Theorem 2 Suppose ${G: \{ 0,1 \}^n \rightarrow \{ 0,1 \}^{2n}}$ is a ${(t,\epsilon)}$ pseudorandom generator and ${G}$ is computable in time ${t_g}$. Fix a constant ${l}$ and define ${F_K:\{ 0,1 \}^l \rightarrow \{ 0,1 \}^n}$ as ${F_K (y) := G_{y_l} (G_{y_{l-1}} ( \cdots G_{y_2} ( G_{y_1} (K) ) \cdots ))}$ Then ${\overline{G}:\{ 0,1 \}^n \rightarrow \{ 0,1 \}^{2^l\cdot n}}$ defined as

$\displaystyle \overline{G}(K) := (F_K(0^l), F_K(0^{l-1}1), \ldots, F_K(1^l))$

is a ${(t - O(2^{l}\cdot t_g), l \cdot 2^l \cdot \epsilon)}$ pseudorandom generator.

Proof: The proof is again by a hybrid argument. The hybrids we consider are easier to describe in terms of the tree with nodes as copies of ${G}$. We take ${H_i}$ to be the distribution of outputs at the leaves, when the input to the nodes at depth ${i}$ is replaced by truly random bits, ignoring the nodes at depth ${i-1}$. Hence, ${H_0}$ is simply distributed as ${\overline{G}(K)}$ for a random ${K}$ i.e. only the input to the root is random. Also, in ${H_l}$ we replace the outputs at depth ${l-1}$ by truly random strings. Hence, ${H_l}$ is simply distributed as a random string of length ${n \cdot 2^l}$. The figure below shows the hybrids for the case ${l=2}$, with red color indicating true randomness.

We will prove that ${\overline{G}}$ is not a ${(t, \epsilon)}$ secure pseudorandom generator, then ${G}$ is not ${(t + O(2^{l}\cdot t_g), \epsilon/(l \cdot 2^l))}$ secure. If we assume that there is an algorithm ${D}$ of complexity ${t}$ such that

$\displaystyle \left\lvert\mathop{\mathbb P}_{x \sim \{ 0,1 \}^n}[D(\overline{G}(x)) = 1] - \mathop{\mathbb P}_{r \sim \{ 0,1 \}^{2^l\cdot n}}[D(r) = 1]\right\rvert ~>~ \epsilon$

then we get that there is an ${i}$ such that ${\left\lvert\mathop{\mathbb P}_{z \sim H_i}[D(z) = 1] - \mathop{\mathbb P}_{z \sim H_{i+1}}[D(z) = 1]\right\rvert ~>~ \epsilon/l}$.
○ ○ ○
-- Work to be completed --
Repeat the pseudorandom generator passage from "Proof: The proof" up to and including "indicating true randomness.".
○ ○ ○
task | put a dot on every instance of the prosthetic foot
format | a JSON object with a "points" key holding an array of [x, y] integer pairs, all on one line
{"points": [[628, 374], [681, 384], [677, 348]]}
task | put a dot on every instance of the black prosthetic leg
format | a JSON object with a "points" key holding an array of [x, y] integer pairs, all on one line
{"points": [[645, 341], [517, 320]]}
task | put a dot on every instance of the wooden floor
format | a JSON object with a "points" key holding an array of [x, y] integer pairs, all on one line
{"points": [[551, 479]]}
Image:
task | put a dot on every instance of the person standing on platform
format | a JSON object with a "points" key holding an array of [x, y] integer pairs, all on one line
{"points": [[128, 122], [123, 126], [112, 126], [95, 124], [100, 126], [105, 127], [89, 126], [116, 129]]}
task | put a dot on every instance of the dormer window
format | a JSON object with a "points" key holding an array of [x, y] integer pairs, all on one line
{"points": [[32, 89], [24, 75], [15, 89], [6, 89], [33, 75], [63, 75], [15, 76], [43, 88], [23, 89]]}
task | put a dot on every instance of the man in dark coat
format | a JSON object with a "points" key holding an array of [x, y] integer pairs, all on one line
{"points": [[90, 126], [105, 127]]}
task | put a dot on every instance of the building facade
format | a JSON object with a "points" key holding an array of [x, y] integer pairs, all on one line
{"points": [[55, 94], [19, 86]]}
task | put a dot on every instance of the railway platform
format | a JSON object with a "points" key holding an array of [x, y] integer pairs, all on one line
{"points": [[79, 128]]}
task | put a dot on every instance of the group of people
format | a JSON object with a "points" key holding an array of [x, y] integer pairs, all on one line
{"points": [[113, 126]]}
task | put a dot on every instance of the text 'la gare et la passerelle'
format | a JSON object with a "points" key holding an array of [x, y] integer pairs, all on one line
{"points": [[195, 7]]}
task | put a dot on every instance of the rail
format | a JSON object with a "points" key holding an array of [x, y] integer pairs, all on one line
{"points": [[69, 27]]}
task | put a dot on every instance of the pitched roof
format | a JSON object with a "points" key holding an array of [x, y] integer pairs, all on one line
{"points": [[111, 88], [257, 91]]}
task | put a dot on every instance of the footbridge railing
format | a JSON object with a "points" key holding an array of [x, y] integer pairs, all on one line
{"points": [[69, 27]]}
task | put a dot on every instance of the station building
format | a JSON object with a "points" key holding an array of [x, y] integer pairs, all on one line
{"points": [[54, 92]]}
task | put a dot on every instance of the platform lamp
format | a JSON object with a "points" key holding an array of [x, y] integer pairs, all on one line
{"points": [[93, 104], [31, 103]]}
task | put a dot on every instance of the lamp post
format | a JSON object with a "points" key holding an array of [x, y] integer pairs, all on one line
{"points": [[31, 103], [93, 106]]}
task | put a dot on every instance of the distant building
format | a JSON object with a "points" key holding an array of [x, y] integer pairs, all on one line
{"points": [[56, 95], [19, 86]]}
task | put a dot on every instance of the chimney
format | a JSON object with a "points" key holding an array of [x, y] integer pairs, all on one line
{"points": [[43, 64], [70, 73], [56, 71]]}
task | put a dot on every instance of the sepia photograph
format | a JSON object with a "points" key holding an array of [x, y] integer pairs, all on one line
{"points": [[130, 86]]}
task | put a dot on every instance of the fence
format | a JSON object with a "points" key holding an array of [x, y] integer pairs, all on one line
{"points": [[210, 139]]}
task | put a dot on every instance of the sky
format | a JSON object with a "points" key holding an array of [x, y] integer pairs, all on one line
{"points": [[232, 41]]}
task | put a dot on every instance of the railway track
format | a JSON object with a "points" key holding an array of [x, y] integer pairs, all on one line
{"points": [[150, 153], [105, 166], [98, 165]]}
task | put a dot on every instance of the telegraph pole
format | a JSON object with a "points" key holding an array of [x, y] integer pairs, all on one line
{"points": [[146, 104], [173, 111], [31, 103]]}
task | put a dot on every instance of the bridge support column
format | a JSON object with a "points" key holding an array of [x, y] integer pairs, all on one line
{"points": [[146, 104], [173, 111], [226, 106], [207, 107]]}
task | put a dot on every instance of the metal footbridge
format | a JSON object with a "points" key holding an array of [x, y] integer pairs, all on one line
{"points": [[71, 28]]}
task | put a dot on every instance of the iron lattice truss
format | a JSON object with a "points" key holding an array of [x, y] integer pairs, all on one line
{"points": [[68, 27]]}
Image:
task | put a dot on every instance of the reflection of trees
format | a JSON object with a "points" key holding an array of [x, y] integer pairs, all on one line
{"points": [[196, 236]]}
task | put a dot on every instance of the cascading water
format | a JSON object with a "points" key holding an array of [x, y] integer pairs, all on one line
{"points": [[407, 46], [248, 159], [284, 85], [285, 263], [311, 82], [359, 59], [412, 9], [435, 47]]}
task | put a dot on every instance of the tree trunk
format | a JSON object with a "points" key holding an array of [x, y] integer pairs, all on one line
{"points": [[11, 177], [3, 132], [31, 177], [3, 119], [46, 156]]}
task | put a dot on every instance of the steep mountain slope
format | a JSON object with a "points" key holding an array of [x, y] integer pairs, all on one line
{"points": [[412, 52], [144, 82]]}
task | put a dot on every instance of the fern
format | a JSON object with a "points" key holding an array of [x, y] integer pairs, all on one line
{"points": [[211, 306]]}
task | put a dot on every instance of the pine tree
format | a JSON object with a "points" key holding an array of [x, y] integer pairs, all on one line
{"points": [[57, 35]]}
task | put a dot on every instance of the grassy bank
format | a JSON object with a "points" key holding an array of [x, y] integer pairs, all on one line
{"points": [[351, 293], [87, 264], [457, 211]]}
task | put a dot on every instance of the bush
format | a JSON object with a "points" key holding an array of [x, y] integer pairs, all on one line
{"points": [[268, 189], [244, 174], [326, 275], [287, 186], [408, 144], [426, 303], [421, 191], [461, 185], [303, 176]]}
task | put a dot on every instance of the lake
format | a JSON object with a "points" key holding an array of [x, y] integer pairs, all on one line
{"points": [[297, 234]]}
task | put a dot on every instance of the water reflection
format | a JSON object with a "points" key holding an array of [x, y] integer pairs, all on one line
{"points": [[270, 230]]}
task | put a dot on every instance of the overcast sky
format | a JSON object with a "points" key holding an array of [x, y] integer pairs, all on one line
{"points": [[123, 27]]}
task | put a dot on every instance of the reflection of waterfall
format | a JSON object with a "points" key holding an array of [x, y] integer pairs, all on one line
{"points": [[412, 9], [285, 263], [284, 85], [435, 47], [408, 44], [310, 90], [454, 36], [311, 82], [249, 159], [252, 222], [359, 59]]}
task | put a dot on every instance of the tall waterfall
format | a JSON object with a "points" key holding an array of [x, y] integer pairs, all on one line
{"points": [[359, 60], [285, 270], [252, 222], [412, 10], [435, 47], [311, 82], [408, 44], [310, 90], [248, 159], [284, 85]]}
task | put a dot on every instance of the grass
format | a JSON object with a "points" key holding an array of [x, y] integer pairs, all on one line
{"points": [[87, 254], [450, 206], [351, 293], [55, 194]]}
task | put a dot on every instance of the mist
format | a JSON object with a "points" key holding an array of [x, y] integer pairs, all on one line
○ ○ ○
-- Reply --
Proof: The proof is again by a hybrid argument. The hybrids we consider are easier to describe in terms of the tree with nodes as copies of ${G}$. We take ${H_i}$ to be the distribution of outputs at the leaves, when the input to the nodes at depth ${i}$ is replaced by truly random bits, ignoring the nodes at depth ${i-1}$. Hence, ${H_0}$ is simply distributed as ${\overline{G}(K)}$ for a random ${K}$ i.e. only the input to the root is random. Also, in ${H_l}$ we replace the outputs at depth ${l-1}$ by truly random strings. Hence, ${H_l}$ is simply distributed as a random string of length ${n \cdot 2^l}$. The figure below shows the hybrids for the case ${l=2}$, with red color indicating true randomness.